__EXERCISE__.
Pick out each line in the listing below that contains the word "police" and copy those lines.

-- INFORMATION GIVEN start --

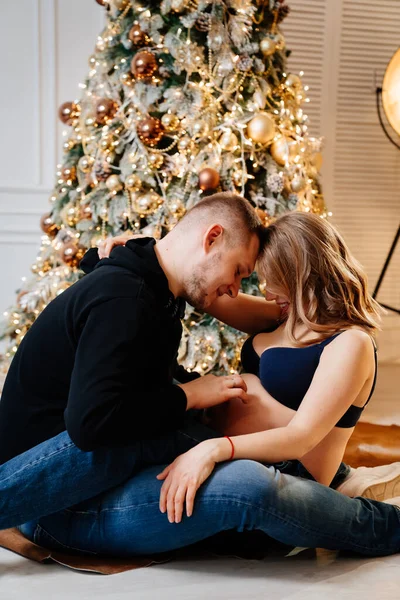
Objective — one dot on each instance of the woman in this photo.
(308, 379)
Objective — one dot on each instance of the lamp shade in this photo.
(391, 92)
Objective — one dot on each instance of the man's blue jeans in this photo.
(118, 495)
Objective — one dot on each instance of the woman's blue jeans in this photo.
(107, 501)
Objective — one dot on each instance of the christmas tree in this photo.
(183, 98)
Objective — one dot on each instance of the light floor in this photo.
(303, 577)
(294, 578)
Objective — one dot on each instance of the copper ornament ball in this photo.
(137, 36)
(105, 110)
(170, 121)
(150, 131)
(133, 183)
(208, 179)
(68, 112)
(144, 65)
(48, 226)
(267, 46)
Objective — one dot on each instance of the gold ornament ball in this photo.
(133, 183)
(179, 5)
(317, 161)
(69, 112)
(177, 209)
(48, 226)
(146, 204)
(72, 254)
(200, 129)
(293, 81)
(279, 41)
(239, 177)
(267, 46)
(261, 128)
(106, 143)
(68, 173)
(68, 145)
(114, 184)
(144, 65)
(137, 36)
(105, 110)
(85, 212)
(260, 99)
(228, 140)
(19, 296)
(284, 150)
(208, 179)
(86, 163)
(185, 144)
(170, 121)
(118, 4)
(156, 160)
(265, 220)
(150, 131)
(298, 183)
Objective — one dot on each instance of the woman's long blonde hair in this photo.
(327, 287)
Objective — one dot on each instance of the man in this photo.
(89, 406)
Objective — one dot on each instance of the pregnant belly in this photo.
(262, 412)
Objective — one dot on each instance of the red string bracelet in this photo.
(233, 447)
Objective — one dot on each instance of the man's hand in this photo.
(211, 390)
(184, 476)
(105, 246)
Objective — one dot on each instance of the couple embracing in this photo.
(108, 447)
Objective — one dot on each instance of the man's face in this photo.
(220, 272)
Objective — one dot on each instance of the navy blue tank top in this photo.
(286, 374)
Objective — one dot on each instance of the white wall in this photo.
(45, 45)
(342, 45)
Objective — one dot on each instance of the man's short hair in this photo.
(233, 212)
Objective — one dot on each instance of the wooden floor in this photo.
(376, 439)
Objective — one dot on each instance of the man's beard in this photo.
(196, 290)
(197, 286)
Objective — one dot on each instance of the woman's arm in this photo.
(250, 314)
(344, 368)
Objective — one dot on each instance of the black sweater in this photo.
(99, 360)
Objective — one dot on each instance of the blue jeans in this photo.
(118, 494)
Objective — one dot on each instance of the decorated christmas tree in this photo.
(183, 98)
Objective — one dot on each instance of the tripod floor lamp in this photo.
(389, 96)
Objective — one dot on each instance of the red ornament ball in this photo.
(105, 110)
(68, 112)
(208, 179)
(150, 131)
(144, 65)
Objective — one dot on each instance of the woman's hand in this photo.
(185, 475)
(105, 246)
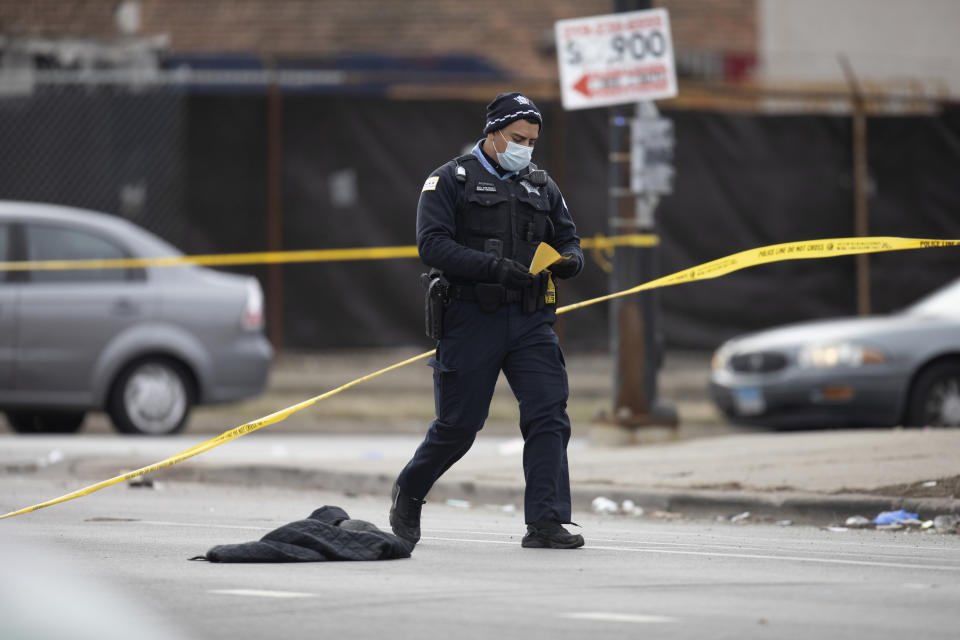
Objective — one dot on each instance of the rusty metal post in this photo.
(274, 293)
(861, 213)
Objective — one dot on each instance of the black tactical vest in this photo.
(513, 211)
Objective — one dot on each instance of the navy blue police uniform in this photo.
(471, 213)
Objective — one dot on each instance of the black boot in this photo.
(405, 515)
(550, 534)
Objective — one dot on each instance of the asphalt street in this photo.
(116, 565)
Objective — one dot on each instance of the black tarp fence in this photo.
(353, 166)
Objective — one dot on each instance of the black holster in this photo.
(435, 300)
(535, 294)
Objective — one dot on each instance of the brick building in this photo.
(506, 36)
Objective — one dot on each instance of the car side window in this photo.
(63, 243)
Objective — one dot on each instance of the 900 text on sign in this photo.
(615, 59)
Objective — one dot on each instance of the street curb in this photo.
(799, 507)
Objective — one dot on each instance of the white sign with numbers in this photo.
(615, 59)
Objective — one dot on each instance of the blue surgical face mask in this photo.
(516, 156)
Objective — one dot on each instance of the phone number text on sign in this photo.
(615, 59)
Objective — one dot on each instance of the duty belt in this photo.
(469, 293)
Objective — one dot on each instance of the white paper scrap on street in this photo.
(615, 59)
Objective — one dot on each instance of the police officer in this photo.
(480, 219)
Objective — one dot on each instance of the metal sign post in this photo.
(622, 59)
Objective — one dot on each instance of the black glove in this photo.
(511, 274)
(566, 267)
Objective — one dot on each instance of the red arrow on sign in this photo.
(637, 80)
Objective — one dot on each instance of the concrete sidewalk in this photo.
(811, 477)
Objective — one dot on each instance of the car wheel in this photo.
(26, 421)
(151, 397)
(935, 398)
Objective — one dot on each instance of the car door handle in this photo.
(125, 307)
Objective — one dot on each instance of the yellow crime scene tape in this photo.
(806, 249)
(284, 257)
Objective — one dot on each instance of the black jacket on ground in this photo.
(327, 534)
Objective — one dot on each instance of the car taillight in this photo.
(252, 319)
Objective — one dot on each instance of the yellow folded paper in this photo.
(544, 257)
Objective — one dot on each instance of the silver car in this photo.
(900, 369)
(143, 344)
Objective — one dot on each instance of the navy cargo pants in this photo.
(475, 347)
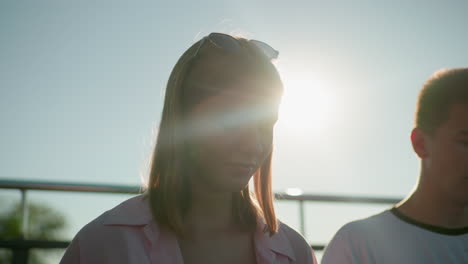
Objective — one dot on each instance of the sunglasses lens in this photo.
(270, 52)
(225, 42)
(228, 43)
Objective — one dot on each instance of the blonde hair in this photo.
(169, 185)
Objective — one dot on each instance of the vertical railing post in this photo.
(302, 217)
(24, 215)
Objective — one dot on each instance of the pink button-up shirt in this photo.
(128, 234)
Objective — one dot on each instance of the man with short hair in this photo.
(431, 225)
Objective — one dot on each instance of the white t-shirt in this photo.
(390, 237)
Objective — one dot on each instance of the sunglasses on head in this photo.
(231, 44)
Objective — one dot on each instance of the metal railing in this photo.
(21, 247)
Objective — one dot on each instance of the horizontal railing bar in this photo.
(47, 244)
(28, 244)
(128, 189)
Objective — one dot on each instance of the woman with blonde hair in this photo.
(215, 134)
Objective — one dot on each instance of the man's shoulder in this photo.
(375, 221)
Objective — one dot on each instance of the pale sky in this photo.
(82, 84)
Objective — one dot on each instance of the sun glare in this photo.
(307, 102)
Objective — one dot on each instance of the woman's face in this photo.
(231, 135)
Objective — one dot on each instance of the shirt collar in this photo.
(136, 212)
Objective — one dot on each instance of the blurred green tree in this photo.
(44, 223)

-- INFORMATION GIVEN end --
-- INFORMATION GIVEN start --

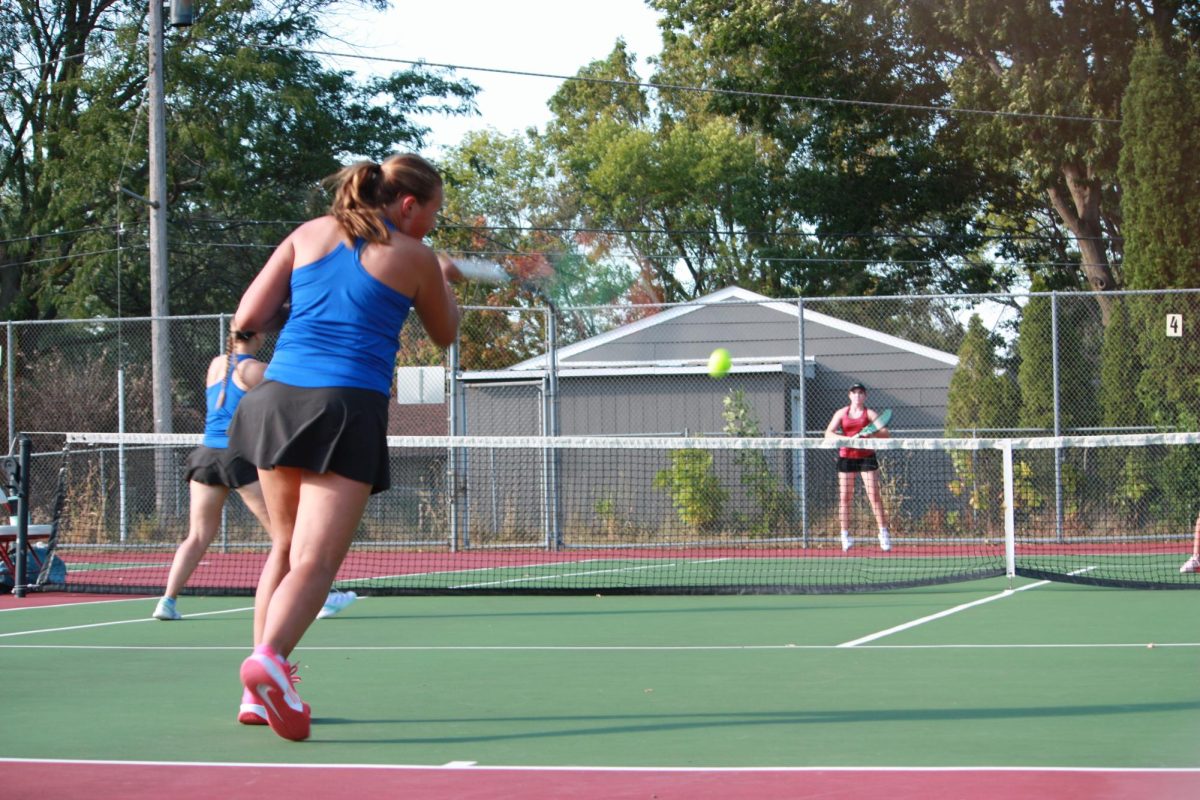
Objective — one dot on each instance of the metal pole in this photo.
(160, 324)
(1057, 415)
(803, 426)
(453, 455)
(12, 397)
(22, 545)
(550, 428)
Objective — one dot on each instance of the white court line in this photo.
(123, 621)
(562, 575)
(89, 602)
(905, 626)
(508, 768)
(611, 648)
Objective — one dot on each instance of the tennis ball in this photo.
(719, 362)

-- INFORMATION GIVEN end --
-- INFORMATION GIVEN start --

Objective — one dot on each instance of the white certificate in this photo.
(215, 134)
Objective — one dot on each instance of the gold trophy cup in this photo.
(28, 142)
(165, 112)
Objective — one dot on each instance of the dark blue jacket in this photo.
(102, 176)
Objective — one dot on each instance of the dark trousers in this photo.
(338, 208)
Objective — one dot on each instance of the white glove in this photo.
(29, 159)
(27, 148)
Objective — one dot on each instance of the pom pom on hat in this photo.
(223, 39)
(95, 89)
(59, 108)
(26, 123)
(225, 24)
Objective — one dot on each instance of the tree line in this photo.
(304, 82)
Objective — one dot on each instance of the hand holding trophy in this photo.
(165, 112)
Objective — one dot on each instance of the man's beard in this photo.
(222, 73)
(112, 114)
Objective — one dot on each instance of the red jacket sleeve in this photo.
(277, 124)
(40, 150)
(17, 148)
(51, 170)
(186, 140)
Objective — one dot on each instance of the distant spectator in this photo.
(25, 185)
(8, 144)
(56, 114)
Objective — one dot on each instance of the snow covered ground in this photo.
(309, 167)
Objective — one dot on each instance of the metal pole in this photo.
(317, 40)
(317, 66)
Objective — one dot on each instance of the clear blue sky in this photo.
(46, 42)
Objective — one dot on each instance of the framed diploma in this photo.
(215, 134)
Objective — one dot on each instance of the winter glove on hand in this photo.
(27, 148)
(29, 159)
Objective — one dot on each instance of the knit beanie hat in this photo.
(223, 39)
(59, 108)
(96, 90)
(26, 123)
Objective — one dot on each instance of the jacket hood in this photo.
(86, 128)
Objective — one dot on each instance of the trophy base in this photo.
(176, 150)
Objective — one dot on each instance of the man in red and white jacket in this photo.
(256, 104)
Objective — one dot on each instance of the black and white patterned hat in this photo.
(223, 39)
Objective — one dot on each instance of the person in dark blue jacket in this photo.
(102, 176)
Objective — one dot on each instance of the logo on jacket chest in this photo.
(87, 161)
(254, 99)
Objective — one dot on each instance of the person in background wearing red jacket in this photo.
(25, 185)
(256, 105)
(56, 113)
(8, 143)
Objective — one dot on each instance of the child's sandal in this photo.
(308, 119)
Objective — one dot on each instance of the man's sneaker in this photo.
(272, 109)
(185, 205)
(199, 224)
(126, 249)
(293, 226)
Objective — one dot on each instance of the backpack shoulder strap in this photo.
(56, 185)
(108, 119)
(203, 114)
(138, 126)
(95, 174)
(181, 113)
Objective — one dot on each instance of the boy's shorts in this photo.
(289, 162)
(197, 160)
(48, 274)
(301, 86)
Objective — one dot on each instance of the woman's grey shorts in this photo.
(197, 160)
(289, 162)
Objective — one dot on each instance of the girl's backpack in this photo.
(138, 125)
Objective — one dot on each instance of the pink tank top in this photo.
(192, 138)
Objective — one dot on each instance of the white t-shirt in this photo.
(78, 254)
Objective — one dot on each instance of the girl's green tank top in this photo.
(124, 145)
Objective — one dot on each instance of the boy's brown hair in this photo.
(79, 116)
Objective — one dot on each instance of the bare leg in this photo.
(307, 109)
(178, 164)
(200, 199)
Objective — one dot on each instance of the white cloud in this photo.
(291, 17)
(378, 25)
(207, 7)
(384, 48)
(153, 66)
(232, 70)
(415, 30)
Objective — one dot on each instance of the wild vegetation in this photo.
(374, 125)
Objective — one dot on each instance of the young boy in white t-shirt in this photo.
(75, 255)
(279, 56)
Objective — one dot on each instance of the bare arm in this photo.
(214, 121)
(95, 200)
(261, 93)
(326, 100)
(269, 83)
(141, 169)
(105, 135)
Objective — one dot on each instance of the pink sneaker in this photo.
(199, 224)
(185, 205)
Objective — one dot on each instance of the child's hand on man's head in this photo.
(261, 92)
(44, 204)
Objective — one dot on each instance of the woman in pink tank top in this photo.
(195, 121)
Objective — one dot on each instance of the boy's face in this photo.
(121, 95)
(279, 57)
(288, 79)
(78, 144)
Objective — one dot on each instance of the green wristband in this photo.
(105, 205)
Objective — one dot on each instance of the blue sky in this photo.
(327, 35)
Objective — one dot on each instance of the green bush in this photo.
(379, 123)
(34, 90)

-- INFORMATION GIVEN end --

__TASK ANSWER__.
Objective — one dot on each instance of the navy blue police uniform in this photo.
Objective — one dot on each instance of the police officer in this photo.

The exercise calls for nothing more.